TEXT SECTION:
* Start *

# New Axminster A2 Socket Chisels



## Philly (28 Sep 2005)

Hi All
Just got the new Axminster Review mag and they have a set of Victory chisels offered, made from A2 steel. Socket style chisels-sound familiar?? :wink: 
They don't seem to be on the web site yet -any one have any info on these??
Cheers
Philly


----------



## Alf (28 Sep 2005)

What Axminster Review mag? :evil: 

Cheers, Alf


----------



## Chris Knight (28 Sep 2005)

Alf,
It's the one that includes a letter which starts with the thought provoking question "Can you ever have enough tools?"

The chisels are a mere £150 for a set of five. I await your comparative review alongside the LNs.


----------



## Alf (28 Sep 2005)

waterhead37":mar01c9f said:


> It's the one that includes a letter which starts with the thought provoking question "Can you ever have enough tools?"


The only thought that provokes in me is "stupid question" :lol:



waterhead37":mar01c9f said:


> The chisels are a mere £150 for a set of five. I await your comparative review alongside the LNs.


Hey, if anyone wants to send some along, I don't mind. £150? They've left out the leather roll then? :lol: 

Cheers, Alf


----------



## Chris Knight (28 Sep 2005)

Actually,
I think Axminster have gone totally bonkers and I do wonder if the show is going to make me laugh or cry, (I shall go to Kempton as well - just in case).

Alongside their butt chisel bargain is a set of three paring chisels for £80 and like the butt chisels these are made from A2 steel. I ask you - paring chisels in A2?? Pre-war paring chisels in cast steel are available everywhere for next to nothing and I can hardly remember when I last sharpened one - I give them a quick strop on my carving tool leather (which seems to be welded to my bench these days). A2 - £80?? Nuts.


----------



## Philly (28 Sep 2005)

He, he, he! :lol: 
Yeah, my first reaction was "Gadzooks!" :shock: , especially when I saw the price. Tom L-N might get away with it but Axminster........... :roll: 
Cheers
Philly


----------



## Alf (28 Sep 2005)

waterhead37":2ehbmsws said:


> Pre-war paring chisels in cast steel are available everywhere for next to nothing


I'm in the wrong part of the country again, aren't I? :roll: 



Philly":2ehbmsws said:


> Yeah, my first reaction was "Gadzooks!"


Not really "Gadzooks", Philly? Watch it, any moment now you'll be saying "by jove"... :lol: 

Cheers, Alf


----------



## CHJ (28 Sep 2005)

* End *

SUPPLIED ENTRIES:

* Start *

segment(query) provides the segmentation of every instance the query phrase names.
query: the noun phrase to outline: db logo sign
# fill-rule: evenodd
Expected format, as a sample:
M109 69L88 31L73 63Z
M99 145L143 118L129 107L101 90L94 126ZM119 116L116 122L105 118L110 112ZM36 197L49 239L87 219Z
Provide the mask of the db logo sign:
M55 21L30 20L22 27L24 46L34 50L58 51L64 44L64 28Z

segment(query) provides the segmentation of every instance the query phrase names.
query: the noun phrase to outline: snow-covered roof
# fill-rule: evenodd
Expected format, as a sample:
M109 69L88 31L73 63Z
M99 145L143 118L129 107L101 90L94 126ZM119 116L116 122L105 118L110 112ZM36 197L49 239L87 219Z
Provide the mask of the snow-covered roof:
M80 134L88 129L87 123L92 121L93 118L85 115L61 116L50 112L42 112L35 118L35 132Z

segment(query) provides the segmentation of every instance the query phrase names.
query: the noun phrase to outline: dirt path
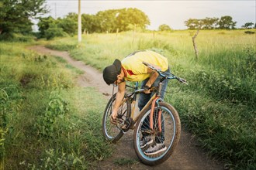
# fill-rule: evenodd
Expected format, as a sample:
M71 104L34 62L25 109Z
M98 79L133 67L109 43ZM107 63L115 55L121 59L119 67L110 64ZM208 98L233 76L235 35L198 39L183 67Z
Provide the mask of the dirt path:
M29 49L42 54L49 54L64 58L67 63L85 71L78 79L78 84L81 87L95 87L102 95L112 94L112 87L107 86L102 79L102 73L85 65L82 62L74 60L67 52L60 52L47 49L42 46L36 46ZM180 141L173 155L161 165L150 167L140 162L131 165L118 165L115 159L125 158L137 160L133 146L133 131L130 131L116 144L116 150L111 158L104 160L98 165L97 169L196 169L215 170L223 169L223 165L209 158L206 153L196 146L196 141L192 136L182 130Z

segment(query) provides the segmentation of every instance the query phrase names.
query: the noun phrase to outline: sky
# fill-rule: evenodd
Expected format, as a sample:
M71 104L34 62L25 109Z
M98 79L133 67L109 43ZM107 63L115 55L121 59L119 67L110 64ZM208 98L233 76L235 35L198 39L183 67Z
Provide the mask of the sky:
M78 12L78 0L47 0L50 10L47 15L64 17ZM173 29L185 29L189 19L220 18L230 15L237 22L237 28L246 22L256 22L256 0L81 0L81 12L95 15L99 11L137 8L149 18L148 29L157 30L162 24Z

* End *

YOUR TASK:
Reproduce the part of the Axminster chisel thread between "Hey, if anyone" and "just in case).", inclusive.

TASK RESPONSE:
Hey, if anyone wants to send some along, I don't mind. £150? They've left out the leather roll then? :lol: 

Cheers, Alf


----------



## Chris Knight (28 Sep 2005)

Actually,
I think Axminster have gone totally bonkers and I do wonder if the show is going to make me laugh or cry, (I shall go to Kempton as well - just in case).